• _CONSEGNA_
Aggiorna il brano sulla Diocesi di Rimini riscrivendone la parte che parte da "L’effetto Bergoglio sulla" e termina con "improntato alla povertà?", mettendo "santo di Assisi" al posto di "frate di Assisi".

• _BRANO SCELTO_
_ _ _ _ _ _ _

La Diocesi di Rimini ha i conti in rosso e prova a farsi “francescana”

La Diocesi di Rimini ha i conti in rosso e prova a farsi “francescana”

Ecco la reale situazione finanziaria della chiesa riminese, così come è stata riferita nel presbiterio che si è tenuto a Covignano, alla presenza del vescovo.

L’effetto Bergoglio sulla chiesa è ormai un dato di fatto. Sobrietà, simboli esteriori cancellati in tutta fretta, anelli e croci in oro sostituiti da meno nobili metalli, ritorno all’essenziale, segnali molto concreti che dicono di una forte virata ad usare con oculatezza anche i beni della chiesa. Dallo Ior alle diocesi, poi, è in corso una vera e propria operazione trasparenza. Il magistero del Papa argentino sta rivoluzionando la chiesa universale e anche in Italia la nuova ventata “francescana” comincia a farsi sentire.

La Diocesi di Rimini non ha alle spalle, quantomeno nel suo passato recente, una gestione particolarmente in linea con gli insegnamenti del frate di Assisi. Ma, d’altra parte, chi prima dell’arrivo del pontefice gesuita poteva dirsi sintonizzato sugli ultimi, intesi come poveri, e su uno stile di vita improntato alla povertà?
Mons. De Nicolò, una carriera sbocciata nella Curia romana e una grande passione per le opere d’arte, vescovo di Rimini dal 1989 al 2007, sarà ricordato anche per essersi presentato ad una cresima comodamente seduto su una fiammante Rolls Royce.

_ _ _ _ _ _ _

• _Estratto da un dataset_
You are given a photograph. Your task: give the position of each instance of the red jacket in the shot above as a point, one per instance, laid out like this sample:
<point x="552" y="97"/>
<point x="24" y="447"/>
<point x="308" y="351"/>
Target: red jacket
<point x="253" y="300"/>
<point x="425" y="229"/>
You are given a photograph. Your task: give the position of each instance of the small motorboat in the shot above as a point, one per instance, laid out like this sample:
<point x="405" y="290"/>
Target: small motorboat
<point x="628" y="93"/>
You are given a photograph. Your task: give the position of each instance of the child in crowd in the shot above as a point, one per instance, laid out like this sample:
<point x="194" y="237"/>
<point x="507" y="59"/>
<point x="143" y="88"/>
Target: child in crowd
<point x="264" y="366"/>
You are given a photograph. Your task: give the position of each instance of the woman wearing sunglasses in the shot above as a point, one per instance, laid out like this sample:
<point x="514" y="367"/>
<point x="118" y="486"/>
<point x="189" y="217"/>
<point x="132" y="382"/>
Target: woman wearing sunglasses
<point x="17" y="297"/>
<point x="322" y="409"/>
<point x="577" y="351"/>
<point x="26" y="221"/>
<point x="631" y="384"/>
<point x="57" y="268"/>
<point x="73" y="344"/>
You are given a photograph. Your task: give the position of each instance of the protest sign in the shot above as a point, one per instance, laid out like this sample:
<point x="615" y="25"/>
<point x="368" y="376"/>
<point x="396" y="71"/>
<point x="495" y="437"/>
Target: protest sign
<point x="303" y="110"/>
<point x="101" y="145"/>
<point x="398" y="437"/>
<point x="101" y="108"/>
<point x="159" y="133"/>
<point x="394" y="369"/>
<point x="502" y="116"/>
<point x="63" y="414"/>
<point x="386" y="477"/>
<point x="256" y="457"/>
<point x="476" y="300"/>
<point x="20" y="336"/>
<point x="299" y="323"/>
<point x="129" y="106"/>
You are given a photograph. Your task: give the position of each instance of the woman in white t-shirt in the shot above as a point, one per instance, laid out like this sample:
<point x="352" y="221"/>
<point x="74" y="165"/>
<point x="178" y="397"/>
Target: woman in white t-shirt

_ _ _ _ _ _ _

• _SOLUZIONE COMPLETA_
L’effetto Bergoglio sulla chiesa è ormai un dato di fatto. Sobrietà, simboli esteriori cancellati in tutta fretta, anelli e croci in oro sostituiti da meno nobili metalli, ritorno all’essenziale, segnali molto concreti che dicono di una forte virata ad usare con oculatezza anche i beni della chiesa. Dallo Ior alle diocesi, poi, è in corso una vera e propria operazione trasparenza. Il magistero del Papa argentino sta rivoluzionando la chiesa universale e anche in Italia la nuova ventata “francescana” comincia a farsi sentire.

La Diocesi di Rimini non ha alle spalle, quantomeno nel suo passato recente, una gestione particolarmente in linea con gli insegnamenti del santo di Assisi. Ma, d’altra parte, chi prima dell’arrivo del pontefice gesuita poteva dirsi sintonizzato sugli ultimi, intesi come poveri, e su uno stile di vita improntato alla povertà?